#### Records for the exercise
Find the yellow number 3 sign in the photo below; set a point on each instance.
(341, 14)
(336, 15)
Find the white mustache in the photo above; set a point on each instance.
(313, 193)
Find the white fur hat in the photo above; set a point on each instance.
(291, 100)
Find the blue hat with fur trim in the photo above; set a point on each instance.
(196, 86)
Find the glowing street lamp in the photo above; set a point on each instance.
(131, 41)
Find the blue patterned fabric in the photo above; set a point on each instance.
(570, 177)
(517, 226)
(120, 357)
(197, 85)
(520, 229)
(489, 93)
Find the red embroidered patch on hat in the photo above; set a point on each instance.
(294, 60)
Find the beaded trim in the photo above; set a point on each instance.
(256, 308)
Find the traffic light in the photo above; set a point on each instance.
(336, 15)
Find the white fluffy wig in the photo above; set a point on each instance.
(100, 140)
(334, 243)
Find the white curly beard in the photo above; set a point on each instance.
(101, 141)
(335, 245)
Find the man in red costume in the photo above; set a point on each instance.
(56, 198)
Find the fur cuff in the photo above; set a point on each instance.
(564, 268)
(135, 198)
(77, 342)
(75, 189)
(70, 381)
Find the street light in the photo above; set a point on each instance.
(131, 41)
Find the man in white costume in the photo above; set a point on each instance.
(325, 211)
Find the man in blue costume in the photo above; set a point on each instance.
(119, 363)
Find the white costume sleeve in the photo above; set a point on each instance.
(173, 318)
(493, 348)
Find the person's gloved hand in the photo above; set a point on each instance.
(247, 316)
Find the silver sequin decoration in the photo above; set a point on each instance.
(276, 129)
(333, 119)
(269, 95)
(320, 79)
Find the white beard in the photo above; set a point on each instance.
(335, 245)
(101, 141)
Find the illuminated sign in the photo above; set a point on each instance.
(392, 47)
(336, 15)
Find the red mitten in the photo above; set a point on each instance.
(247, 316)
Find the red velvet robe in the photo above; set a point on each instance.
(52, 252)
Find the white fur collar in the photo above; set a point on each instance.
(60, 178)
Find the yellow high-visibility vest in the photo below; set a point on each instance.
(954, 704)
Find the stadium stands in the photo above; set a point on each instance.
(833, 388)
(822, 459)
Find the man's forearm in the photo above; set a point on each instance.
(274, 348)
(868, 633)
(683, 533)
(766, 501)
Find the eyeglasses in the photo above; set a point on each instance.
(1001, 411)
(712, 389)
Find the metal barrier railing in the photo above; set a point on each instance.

#### About this exercise
The full material has to be written out again exactly as shown.

#### Written solution
Find the yellow number 3 sign in the photo below; set a point on each instance.
(341, 14)
(336, 15)
Find the white mustache in the photo above; set a point on each instance.
(313, 193)
Find the white fur hat in the photo above; set a point on each instance.
(291, 100)
Find the blue hat with fur trim in the photo above; set a point on each instance.
(196, 86)
Find the glowing street lamp in the photo above; set a point on each instance.
(131, 41)
Find the blue patterned fabric in the photo above; set a point on each instance.
(570, 177)
(517, 226)
(120, 357)
(197, 85)
(520, 229)
(489, 93)
Find the red embroidered patch on hat in the photo above; set a point on each instance.
(294, 60)
Find the beaded trim in the photo above; set a point on each instance.
(256, 308)
Find the traffic light in the photo above; set a point on each instance.
(336, 15)
Find the white fluffy wig in the photo above; set a point on each instance.
(100, 140)
(334, 243)
Find the white curly beard in the photo above; set a point on each instance.
(101, 141)
(335, 245)
Find the man in red costume in the photo above; set a point on each instance.
(56, 198)
Find the fur cuff in the photo above; set a point on each instance.
(564, 268)
(135, 198)
(77, 342)
(75, 189)
(70, 381)
Find the street light in the photo above; set a point on each instance.
(131, 41)
Find the man in white costume in the photo above; set a point on each instance.
(325, 211)
Find the man in blue costume in the photo above; set a point on each instance.
(119, 363)
Find the white costume sleeve in the photo above; set a point on each instance.
(173, 318)
(493, 348)
Find the person's gloved hand in the photo above; set a point on each instance.
(247, 316)
Find the silver sequin decoration in the photo above; set a point on each instance.
(276, 129)
(333, 119)
(269, 95)
(320, 79)
Find the white beard in the photo above; set a point on each instance.
(335, 245)
(101, 141)
Find the illuminated sign in the photo above; set a point on each instance.
(392, 47)
(336, 15)
Find the red mitten in the photo above; set a point on each instance.
(247, 316)
Find the red velvet robe in the photo above; set a point on each instance.
(52, 252)
Find the white fur collar in the photo above; set a point on each instance.
(60, 178)
Find the yellow high-visibility vest in the photo below; set a point on each instance.
(954, 704)
Find the stadium stands in the photo above; set a point on each instance.
(833, 388)
(822, 459)
Find the man's forearm in the photo above; set a point on each instance.
(274, 348)
(868, 633)
(683, 533)
(766, 501)
Find the eyeglasses in the photo above; set a point on each instance.
(1001, 411)
(712, 389)
Find the metal barrier railing in the photo above; set a point on each instance.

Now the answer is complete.